STORED ROWS:

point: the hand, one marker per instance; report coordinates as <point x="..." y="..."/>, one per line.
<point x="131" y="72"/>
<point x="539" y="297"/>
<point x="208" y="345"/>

--

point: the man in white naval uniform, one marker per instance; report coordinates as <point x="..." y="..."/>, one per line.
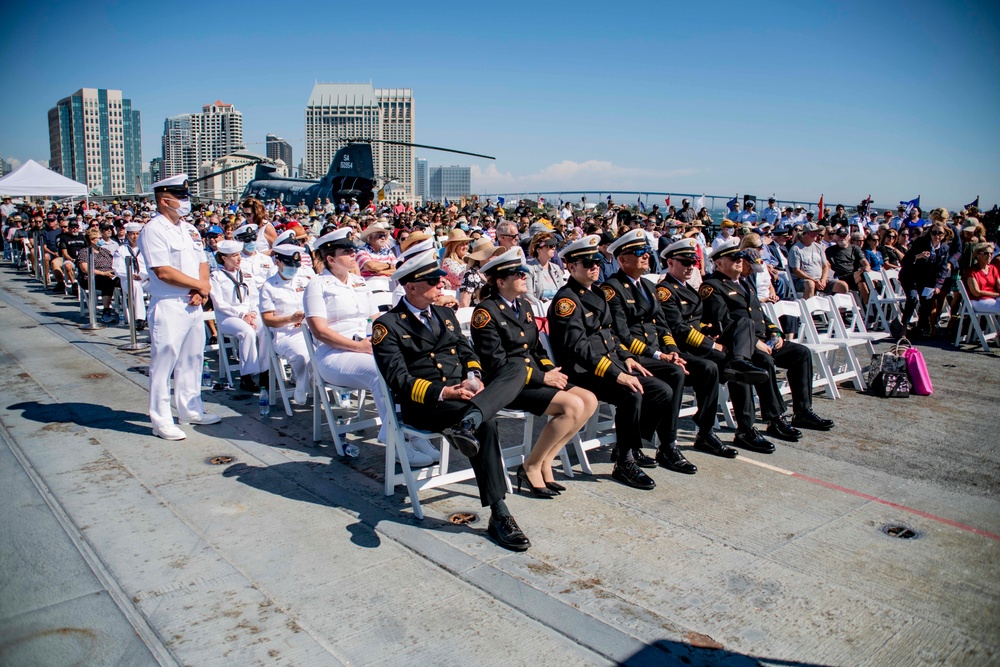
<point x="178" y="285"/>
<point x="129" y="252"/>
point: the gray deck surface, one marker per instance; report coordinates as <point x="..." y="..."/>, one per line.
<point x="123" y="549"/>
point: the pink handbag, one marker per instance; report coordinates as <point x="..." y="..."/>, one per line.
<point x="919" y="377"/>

TASK TO CARRY OUT:
Count the rows above that contain the string "line", treating uppercase and lowercase as different. Reply with the number only.

TASK RESULT:
4